What to work on:
Please update all the items below, replacing every "coordinate pair" with "location" and keeping every other word unchanged.

Information supplied:
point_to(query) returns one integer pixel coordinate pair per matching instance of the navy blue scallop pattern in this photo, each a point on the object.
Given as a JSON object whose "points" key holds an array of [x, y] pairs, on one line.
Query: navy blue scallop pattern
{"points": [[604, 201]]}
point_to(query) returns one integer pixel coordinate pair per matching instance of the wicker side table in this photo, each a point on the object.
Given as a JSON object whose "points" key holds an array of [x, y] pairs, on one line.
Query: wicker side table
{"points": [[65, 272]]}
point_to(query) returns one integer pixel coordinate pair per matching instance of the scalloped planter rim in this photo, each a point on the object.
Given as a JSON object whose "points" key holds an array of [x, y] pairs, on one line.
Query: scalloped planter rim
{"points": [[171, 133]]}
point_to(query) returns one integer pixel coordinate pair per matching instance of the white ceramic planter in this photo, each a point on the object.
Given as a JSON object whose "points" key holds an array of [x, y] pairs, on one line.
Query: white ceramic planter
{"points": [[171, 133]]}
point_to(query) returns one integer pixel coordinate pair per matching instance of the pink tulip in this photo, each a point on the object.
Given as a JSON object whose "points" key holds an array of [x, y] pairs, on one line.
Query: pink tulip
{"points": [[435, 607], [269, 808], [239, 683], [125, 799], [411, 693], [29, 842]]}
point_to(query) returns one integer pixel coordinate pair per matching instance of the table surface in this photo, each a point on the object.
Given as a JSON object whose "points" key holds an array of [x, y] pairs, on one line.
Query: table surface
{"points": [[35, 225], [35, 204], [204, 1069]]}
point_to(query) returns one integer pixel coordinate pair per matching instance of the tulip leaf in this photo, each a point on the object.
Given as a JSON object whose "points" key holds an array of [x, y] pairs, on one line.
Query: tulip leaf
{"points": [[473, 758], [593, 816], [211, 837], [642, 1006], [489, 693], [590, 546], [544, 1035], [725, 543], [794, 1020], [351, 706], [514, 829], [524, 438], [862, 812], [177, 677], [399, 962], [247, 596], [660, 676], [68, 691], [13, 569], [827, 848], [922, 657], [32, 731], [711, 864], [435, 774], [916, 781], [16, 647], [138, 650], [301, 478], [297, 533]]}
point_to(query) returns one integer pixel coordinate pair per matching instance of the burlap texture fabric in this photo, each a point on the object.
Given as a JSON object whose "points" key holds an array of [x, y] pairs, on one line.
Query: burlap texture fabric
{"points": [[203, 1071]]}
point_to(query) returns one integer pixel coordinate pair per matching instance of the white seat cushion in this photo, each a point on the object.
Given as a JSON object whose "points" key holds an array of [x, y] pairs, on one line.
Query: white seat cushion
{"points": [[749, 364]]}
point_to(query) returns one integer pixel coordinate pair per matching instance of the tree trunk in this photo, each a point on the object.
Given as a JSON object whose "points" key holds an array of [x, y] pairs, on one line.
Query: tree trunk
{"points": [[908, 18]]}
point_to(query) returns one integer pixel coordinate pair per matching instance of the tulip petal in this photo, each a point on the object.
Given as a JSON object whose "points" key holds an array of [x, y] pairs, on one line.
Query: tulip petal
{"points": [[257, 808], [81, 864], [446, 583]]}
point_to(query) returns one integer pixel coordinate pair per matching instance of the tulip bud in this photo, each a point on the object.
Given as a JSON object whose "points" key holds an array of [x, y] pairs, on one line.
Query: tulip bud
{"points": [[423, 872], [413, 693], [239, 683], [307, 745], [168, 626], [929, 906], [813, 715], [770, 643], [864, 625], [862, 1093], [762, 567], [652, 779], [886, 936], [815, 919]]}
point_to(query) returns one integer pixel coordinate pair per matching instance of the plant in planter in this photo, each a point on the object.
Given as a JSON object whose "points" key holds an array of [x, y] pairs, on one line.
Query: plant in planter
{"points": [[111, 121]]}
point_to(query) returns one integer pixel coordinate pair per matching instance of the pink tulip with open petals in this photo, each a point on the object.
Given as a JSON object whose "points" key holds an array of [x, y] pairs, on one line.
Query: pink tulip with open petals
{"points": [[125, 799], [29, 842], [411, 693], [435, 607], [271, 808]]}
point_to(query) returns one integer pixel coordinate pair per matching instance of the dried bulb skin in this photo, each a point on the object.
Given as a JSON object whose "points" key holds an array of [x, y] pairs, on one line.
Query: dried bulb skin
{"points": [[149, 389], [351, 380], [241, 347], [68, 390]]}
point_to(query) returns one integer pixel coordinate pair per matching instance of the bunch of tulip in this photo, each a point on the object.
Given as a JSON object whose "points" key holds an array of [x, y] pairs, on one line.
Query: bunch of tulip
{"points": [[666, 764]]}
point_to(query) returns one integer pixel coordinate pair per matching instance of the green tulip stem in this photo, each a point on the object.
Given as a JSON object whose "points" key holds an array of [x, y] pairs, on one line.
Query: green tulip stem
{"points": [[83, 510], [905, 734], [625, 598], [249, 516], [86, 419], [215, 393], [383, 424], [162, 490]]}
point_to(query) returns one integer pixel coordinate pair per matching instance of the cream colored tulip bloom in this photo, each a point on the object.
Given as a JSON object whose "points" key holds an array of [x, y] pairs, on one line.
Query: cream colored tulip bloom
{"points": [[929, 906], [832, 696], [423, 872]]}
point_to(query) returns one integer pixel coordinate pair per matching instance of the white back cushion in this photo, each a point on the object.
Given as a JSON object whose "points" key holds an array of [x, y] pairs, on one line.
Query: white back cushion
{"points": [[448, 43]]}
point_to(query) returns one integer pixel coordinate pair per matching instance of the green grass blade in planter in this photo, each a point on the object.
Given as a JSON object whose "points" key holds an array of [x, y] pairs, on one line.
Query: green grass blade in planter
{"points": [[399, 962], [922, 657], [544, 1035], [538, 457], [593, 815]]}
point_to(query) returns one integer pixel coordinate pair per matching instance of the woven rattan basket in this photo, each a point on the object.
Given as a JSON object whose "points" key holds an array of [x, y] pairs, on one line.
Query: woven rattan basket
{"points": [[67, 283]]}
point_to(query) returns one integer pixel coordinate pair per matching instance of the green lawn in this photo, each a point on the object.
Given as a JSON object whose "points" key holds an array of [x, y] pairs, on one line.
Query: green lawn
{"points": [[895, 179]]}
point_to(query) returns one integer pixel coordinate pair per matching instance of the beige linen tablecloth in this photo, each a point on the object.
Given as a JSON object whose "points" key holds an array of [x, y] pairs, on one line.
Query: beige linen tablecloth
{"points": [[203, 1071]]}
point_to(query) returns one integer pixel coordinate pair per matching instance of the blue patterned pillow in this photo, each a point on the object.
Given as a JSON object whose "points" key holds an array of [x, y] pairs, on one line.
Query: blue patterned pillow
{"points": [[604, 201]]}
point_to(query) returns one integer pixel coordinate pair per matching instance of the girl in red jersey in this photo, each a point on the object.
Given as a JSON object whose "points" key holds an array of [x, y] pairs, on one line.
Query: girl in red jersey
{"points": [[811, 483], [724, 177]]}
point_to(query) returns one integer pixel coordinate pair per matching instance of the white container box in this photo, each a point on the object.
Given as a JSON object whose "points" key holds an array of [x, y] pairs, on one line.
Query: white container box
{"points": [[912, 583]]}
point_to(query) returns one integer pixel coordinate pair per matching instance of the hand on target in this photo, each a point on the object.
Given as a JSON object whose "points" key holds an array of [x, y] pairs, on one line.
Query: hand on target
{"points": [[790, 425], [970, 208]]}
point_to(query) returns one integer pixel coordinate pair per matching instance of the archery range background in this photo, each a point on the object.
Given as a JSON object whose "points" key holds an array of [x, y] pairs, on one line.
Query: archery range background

Response to this exercise:
point_to(query) returns one integer pixel location per matching instance of the navy blue scallop pattern in this photo, each a point on the object.
Given as a JSON object whose "points" key holds an array of [x, y] pairs, on one line.
Query: navy blue scallop pattern
{"points": [[604, 201]]}
point_to(query) returns one integer pixel location per matching instance of the wicker side table in this photo, each a point on the object.
Given as a JSON object whose "points" key holds an array of [x, y] pairs, on one line.
Query: wicker side table
{"points": [[65, 272]]}
point_to(query) returns one integer pixel location per matching instance of the scalloped planter rim in this photo, each a point on the object.
Given as a JSON object whose "points" key holds an array of [x, y] pairs, on one line.
Query: scalloped planter rim
{"points": [[171, 133]]}
point_to(query) returns one integer pixel location per matching instance of the white ceramic planter in this photo, each a point on the object.
Given as a JSON object whose "points" key holds an array of [x, y] pairs, on one line.
Query: white ceramic planter
{"points": [[171, 133]]}
point_to(query) returns one integer pixel location per matching instance of the pink tulip in this photo, each a point on the object.
Given as a JSON object whose "points" key holds an array of [x, y] pairs, on one line.
Query: pink tulip
{"points": [[435, 607], [269, 808], [239, 683], [125, 799], [411, 693], [29, 842]]}
point_to(query) returns one integer pixel location per matching instance of the table surface in this photo, each a point on the object.
Given as a JSON object whose "points" key holds an array of [x, y] pairs, on one line.
Query: table surface
{"points": [[35, 225], [35, 204], [204, 1069]]}
point_to(query) returns one integer pixel location per matching instance of the tulip leaf in this photo, each a point on the object.
Given as a JSON object whose "points" key holds an array of [x, y] pairs, on one line.
Query: tulip leaf
{"points": [[473, 758], [593, 816], [211, 837], [642, 1006], [489, 693], [590, 546], [544, 1035], [725, 543], [794, 1020], [351, 706], [514, 829], [524, 438], [862, 812], [177, 677], [399, 962], [247, 596], [660, 676], [68, 691], [13, 569], [827, 848], [922, 657], [32, 731], [711, 864], [435, 774], [916, 781], [16, 647], [138, 650], [301, 478], [297, 533]]}
point_to(query) returns one integer pixel location per matching instance of the burlap texture fabric in this photo, each a point on the object.
Given as a JSON object whose "points" key holds an array of [x, y] pairs, on one line.
Query: burlap texture fabric
{"points": [[203, 1071]]}
point_to(query) returns one integer pixel location per matching instance of the white seat cushion in this photo, each a point on the object.
Given as a JSON object whose "points" key holds an array of [x, y] pairs, on one line.
Query: white seat cushion
{"points": [[749, 364]]}
point_to(query) returns one integer pixel location per matching instance of the tree trunk in this photo, each a point on the object.
Given as a JSON object whose "points" key holds an array of [x, y] pairs, on one line.
Query: tree trunk
{"points": [[908, 18]]}
point_to(query) returns one integer pixel location per matching instance of the tulip petal in this photo, each a point on the object.
Given as a JSON object whose "points" key holds an array of [x, y] pairs, on one line.
Query: tulip petal
{"points": [[257, 808], [81, 864], [446, 583]]}
point_to(query) returns one integer pixel location per matching instance of the tulip bud in this photo, each a point on the object.
Given as a JSON object whose "points" key holds an array of [x, y] pairs, on one line.
Query: tulip bud
{"points": [[423, 872], [413, 693], [239, 683], [307, 745], [168, 626], [929, 906], [813, 715], [770, 643], [864, 625], [862, 1093], [762, 567], [652, 779], [886, 936], [815, 919]]}
point_to(query) returns one integer pixel location per matching instance of the plant in planter in this photo, each a point on the object.
Given as a JSON object whose "points" key holds an array of [x, y] pairs, on one line.
Query: plant in planter
{"points": [[111, 121]]}
point_to(query) returns one integer pixel location per matching instance of the pink tulip with open petals in this photo, each a point on the object.
Given as a JSON object whose "points" key holds an array of [x, y] pairs, on one line.
Query: pink tulip with open petals
{"points": [[125, 799], [29, 842], [411, 693], [435, 607], [271, 808]]}
point_to(query) returns one integer pixel location per matching instance of the dried bulb skin in this photo, each a point on the object.
Given as a JSON object whose "points" key holds an array of [x, y] pairs, on one line.
Query: dried bulb skin
{"points": [[149, 389], [351, 380], [241, 347], [68, 390]]}
point_to(query) returns one integer pixel location per matching instance of the bunch of tulip in this photo, each a point on the object.
Given as a JSON object whose "points" key holds an array of [x, y] pairs, on one line.
Query: bunch of tulip
{"points": [[666, 764]]}
point_to(query) returns one integer pixel location per matching instance of the green tulip stem in this photo, each a point on the object.
Given as a JSON object whose "points" key holds an array of [x, y] pairs, on one line.
Query: green tulip stem
{"points": [[83, 510], [905, 734], [625, 598], [249, 516], [86, 419], [215, 393], [383, 424], [162, 490]]}
point_to(query) returns one integer pixel location per matching instance of the cream colored tulip bloom in this photo, each a point on the object.
Given as a JSON object whose "points" key holds an array of [x, y] pairs, on one line.
Query: cream colored tulip bloom
{"points": [[929, 906], [832, 696], [423, 872]]}
point_to(query) returns one integer pixel location per matching instance of the white back cushion in this photo, each a point on the object.
Given as a JSON object whose "points" key holds an array of [x, y] pairs, on one line.
Query: white back cushion
{"points": [[448, 43]]}
point_to(query) returns one integer pixel location per matching instance of the green grass blade in planter in this photo, each a point on the object.
Given as a JSON object whose "points" key holds an array of [x, y] pairs, on one line.
Query: green grass blade in planter
{"points": [[399, 962], [922, 657], [544, 1035], [538, 457], [593, 815]]}
point_to(query) returns one integer pixel location per matching instance of the woven rattan basket in this photo, each a point on the object.
Given as a JSON object whose "points" key holds an array of [x, y] pairs, on one line.
Query: woven rattan basket
{"points": [[67, 283]]}
point_to(query) returns one integer pixel location per matching instance of the green lawn in this photo, each a point on the object.
Given as a JSON object whose "points" key holds an array of [x, y] pairs, on one line.
Query: green lawn
{"points": [[895, 179]]}
point_to(query) returns one integer pixel location per matching instance of the beige linen tablecloth in this photo, each a point on the object.
Given as a JSON object whose "points" key holds an array of [x, y] pairs, on one line.
Query: beige linen tablecloth
{"points": [[203, 1071]]}
point_to(query) returns one integer pixel location per matching instance of the blue patterned pillow in this photo, each a point on the object.
Given as a JSON object whose "points" key holds an array of [x, y] pairs, on one line.
Query: blue patterned pillow
{"points": [[604, 201]]}
point_to(query) returns one integer pixel location per matching instance of the girl in red jersey in this photo, each a point on the object.
Given as a JSON object whose "points" key holds an array of [x, y] pairs, on one line.
Query: girl in red jersey
{"points": [[811, 483], [724, 177]]}
point_to(query) returns one integer pixel location per matching instance of the white container box in this photo, each a point on the object.
Given as a JSON object whose "points" key holds an array of [x, y] pairs, on one line.
Query: white container box
{"points": [[912, 583]]}
point_to(query) returns one integer pixel location per matching instance of the hand on target in this photo, each a point on the object.
Given as a JSON object whose "points" key holds an array of [x, y] pairs, on one line.
Query: hand on target
{"points": [[790, 425], [970, 208]]}
point_to(query) returns one integer pixel location per matching instance of the archery range background in this photo, each a point on the object.
Given as a JSON object whose "points" key holds an array of [x, y] pairs, on one line.
Query: archery range background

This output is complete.